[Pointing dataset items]
»»

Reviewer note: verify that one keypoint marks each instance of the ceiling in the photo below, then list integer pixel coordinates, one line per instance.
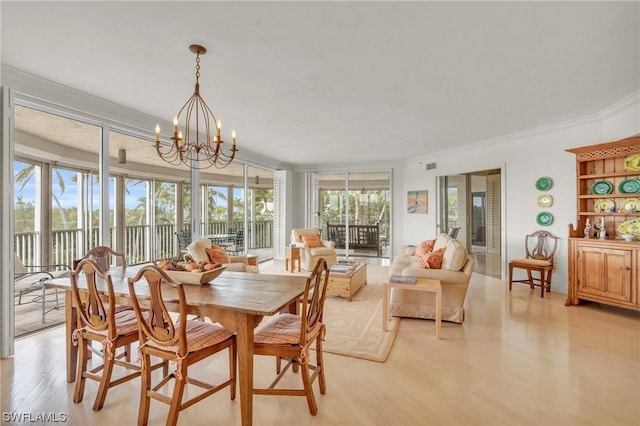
(311, 83)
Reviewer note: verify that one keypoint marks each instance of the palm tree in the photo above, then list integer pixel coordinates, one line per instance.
(24, 176)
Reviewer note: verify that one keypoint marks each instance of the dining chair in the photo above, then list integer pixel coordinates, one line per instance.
(184, 342)
(540, 248)
(289, 337)
(105, 257)
(29, 278)
(97, 322)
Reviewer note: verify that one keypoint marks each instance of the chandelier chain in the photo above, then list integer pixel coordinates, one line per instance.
(196, 148)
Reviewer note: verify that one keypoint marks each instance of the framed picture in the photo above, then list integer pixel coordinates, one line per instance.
(417, 202)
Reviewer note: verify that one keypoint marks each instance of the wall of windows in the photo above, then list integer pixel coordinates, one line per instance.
(59, 194)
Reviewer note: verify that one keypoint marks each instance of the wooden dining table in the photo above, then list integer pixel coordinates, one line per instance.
(237, 300)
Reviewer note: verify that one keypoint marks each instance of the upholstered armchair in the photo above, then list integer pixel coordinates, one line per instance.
(312, 248)
(197, 251)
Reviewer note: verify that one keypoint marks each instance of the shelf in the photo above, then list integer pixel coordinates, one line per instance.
(589, 196)
(607, 214)
(609, 175)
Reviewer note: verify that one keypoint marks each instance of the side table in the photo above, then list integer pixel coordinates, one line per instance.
(291, 255)
(422, 284)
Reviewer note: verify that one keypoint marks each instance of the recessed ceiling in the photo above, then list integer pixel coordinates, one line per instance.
(340, 82)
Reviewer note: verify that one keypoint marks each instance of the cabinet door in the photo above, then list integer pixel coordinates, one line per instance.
(605, 273)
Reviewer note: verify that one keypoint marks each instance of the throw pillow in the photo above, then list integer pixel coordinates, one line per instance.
(218, 255)
(424, 247)
(432, 260)
(312, 241)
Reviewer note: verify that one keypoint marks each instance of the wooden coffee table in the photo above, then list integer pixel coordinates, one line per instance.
(421, 284)
(346, 285)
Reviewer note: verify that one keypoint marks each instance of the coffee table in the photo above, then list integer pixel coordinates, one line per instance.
(346, 285)
(422, 284)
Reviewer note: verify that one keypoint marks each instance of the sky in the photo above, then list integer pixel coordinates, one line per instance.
(69, 198)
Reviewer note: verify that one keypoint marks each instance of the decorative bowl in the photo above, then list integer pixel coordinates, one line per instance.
(186, 277)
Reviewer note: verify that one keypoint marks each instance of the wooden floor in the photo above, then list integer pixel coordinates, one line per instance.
(517, 360)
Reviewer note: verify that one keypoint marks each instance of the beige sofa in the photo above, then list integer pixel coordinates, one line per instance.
(309, 256)
(454, 277)
(196, 250)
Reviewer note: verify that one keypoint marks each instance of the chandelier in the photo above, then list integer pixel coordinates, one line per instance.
(196, 148)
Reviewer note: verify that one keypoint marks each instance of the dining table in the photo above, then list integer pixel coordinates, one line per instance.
(236, 300)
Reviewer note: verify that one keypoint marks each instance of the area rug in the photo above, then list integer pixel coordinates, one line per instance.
(354, 328)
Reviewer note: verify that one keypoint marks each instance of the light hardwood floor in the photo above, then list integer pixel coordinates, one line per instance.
(518, 359)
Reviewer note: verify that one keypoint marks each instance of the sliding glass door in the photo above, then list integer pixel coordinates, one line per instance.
(353, 212)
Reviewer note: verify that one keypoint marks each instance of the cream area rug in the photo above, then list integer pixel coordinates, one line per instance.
(355, 328)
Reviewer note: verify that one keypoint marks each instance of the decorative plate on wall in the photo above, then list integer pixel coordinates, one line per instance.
(544, 183)
(632, 163)
(602, 187)
(544, 218)
(545, 200)
(604, 206)
(629, 186)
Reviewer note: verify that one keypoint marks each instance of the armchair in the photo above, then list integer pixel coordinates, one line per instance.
(197, 251)
(314, 248)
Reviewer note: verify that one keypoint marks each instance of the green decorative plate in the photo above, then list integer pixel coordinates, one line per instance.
(544, 184)
(629, 186)
(602, 187)
(544, 218)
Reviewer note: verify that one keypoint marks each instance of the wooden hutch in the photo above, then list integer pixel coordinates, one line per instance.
(606, 270)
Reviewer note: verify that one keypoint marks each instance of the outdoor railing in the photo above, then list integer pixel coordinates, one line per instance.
(70, 244)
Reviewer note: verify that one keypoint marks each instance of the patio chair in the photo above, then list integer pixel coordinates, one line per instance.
(237, 246)
(29, 278)
(104, 256)
(184, 239)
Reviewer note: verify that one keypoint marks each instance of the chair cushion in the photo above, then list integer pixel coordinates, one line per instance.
(530, 262)
(126, 323)
(424, 247)
(284, 329)
(432, 260)
(199, 335)
(312, 241)
(217, 254)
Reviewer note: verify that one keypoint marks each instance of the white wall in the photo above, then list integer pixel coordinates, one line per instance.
(523, 158)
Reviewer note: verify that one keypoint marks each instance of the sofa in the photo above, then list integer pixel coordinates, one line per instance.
(309, 255)
(197, 251)
(454, 276)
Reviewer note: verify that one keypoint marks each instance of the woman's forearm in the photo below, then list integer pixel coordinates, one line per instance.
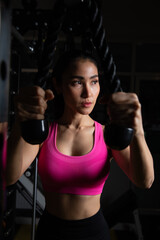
(20, 154)
(141, 169)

««

- Task directions -
Convert all of the items above into a two-column CSV with the columns "prompt" and "points", one row per item, with the item's text and its answer each in a single quoted field and any line breaks replaced by spaces. Leave the pictures out.

- Reply -
prompt,points
"Reviewer note: verify that one keypoint marks each instance of the ceiling in the photo below, then list integer pixel coordinates, one line per instance.","(311, 83)"
"Reviewer note: verify that one keypoint marks each instance of the palm tree in the photo above, then list integer pixel coordinates, one line per instance.","(24, 176)"
"Reviewer note: verify that one keypoint marks each instance of the dining chair in the photo above, then list integer pixel coordinates, one line per instance.","(184, 342) (540, 248) (289, 337) (105, 257) (29, 278) (97, 322)"
"Reviewer note: verify that one keypoint marks each instance of the chandelier chain in the photo above, then list integer pixel coordinates, one line per instance.","(196, 148)"
"Reviewer note: verify that one keypoint marks each instance of the framed picture in the photo above, then list integer pixel coordinates, one line per instance.","(417, 202)"
"Reviewer note: verify that one keypoint marks each instance of the wall of windows in the photo above, then list integer pixel coordinates, one line per instance.","(59, 194)"
"Reviewer note: verify that one keypoint marks each instance of the wooden dining table in the photo above, then list integer pixel coordinates, one line per instance.","(237, 300)"
"Reviewer note: verify that one keypoint marks each instance of the upholstered armchair in the photo above, then list integer pixel coordinates, one line per instance.","(312, 248) (197, 251)"
"Reviewer note: verify that one keypoint marks each instance of the shelf in the photo above, then list integer pixel coordinates, one line per instance.","(589, 196) (607, 214) (609, 175)"
"Reviewer note: verify that one keypoint marks each instance of the side table in the photo above, then list integer pixel coordinates, one line per instance.","(291, 255) (422, 284)"
"Reviewer note: verify that one keypoint marks each instance of the recessed ceiling in the photo above, then list integer pixel coordinates, one line per instance.","(340, 82)"
"Reviewer note: verify that one keypoint marks each instance of the cabinet door in the photo above, then list integer pixel coordinates, one line per instance.","(605, 273)"
"Reviewer note: verify that one keypoint marks each instance of the throw pillow in the photo above, then list integer pixel coordinates, one line per instance.","(218, 255) (424, 247) (432, 260) (312, 241)"
"Reviewer note: verify that one keypoint marks each instance of the wooden coffee table in the photo above, then list integer pixel coordinates, one line per instance.","(421, 284) (346, 285)"
"Reviewer note: verify that one keypoint marks each instance of the coffee table in the photo above, then list integer pixel coordinates, one line per instance.","(346, 285) (422, 284)"
"Reviewer note: verify that one keypoint marks each instance of the sky in the photo above, then list integer pixel coordinates, one line per instance.","(69, 198)"
"Reviewer note: verify that one keypoint marks each instance of the decorative bowl in the photo above, then list integer pixel coordinates, one line per instance.","(186, 277)"
"Reviewer note: verify that one keypoint marks each instance of the wooden floor in the photo above, then list integer pixel coordinates, one line per instance.","(517, 360)"
"Reviewer note: verify that one keypoint marks each instance of the beige sofa in the photo above, then list integer pixel coordinates, one line per instance.","(309, 256) (454, 277) (196, 250)"
"Reviewer note: verify that one keypoint marks each instance of the chandelier in the photo above, then list integer pixel coordinates, one line per instance.","(196, 148)"
"Reviewer note: verify that one keypoint marks each instance of the dining table in the photo above, then list integer pixel coordinates, one line per instance.","(236, 300)"
"Reviewer note: verify that one keypoint marks each instance of the area rug in the photo above, then list integer pixel coordinates, one line per instance.","(354, 328)"
"Reviewer note: verify that one keypoint marks each instance of the light hardwood floor in the photo above, then list integer pixel coordinates, one line per instance.","(518, 359)"
"Reviewer note: verify that one keypoint marks each instance of the sliding glass door in the photo above, then list integer pixel coordinates, one line per instance.","(353, 212)"
"Reviewer note: verify that one keypoint marks each instance of the cream area rug in the photo above, then list integer pixel coordinates, one line per instance.","(355, 328)"
"Reviewer note: verify that one keypoint marks each instance of the decorative plate on wall in the photo above, then list integer pixel coordinates, one line per instance.","(544, 183) (632, 163) (602, 187) (544, 218) (545, 200) (604, 206) (629, 186)"
"Reviewer note: verify that one keypoint marks each instance of the armchair in the photo above, then list integer pixel coordinates, one line per instance.","(197, 251) (314, 248)"
"Reviewer note: verify that one keypoint marks each instance of the green decorative plate in the photo above, then list integer pixel coordinates, one line per instance.","(544, 184) (629, 186) (602, 187) (544, 218)"
"Reviewer note: verify that one keypoint marks each instance of the wooden hutch in the photo above, then list integer pixel coordinates, one line per instance.","(606, 270)"
"Reviewer note: verify that one keypoint marks each instance of the outdoor railing in the photo above, then list integer pixel coordinates, one line per instance.","(70, 244)"
"Reviewer note: verify that one keypoint marks each instance of the patio chair in the photo above, then list integer pixel coordinates, one line per instance.","(237, 246) (29, 278) (104, 256) (184, 239)"
"Reviewer note: verify that one keypoint marks each instance of the chair cushion in the photo above, then list integer pixel coordinates, one line per instance.","(530, 262) (126, 323) (424, 247) (284, 329) (432, 260) (199, 335) (312, 241) (217, 254)"
"Reviewer note: verify that one keypoint marks each instance of the white wall in the photo above, then list integer pixel coordinates, one line per instance.","(523, 158)"
"Reviewer note: verify that one keypoint marks each instance of the sofa in the photo above, then list integer pixel coordinates, one line per instance.","(309, 255) (197, 251) (454, 276)"
"Reviewer note: verify that one keypoint marks each instance of the woman's forearm in the photo below, then list integer pixel coordinates, one line per instance.","(20, 154) (141, 169)"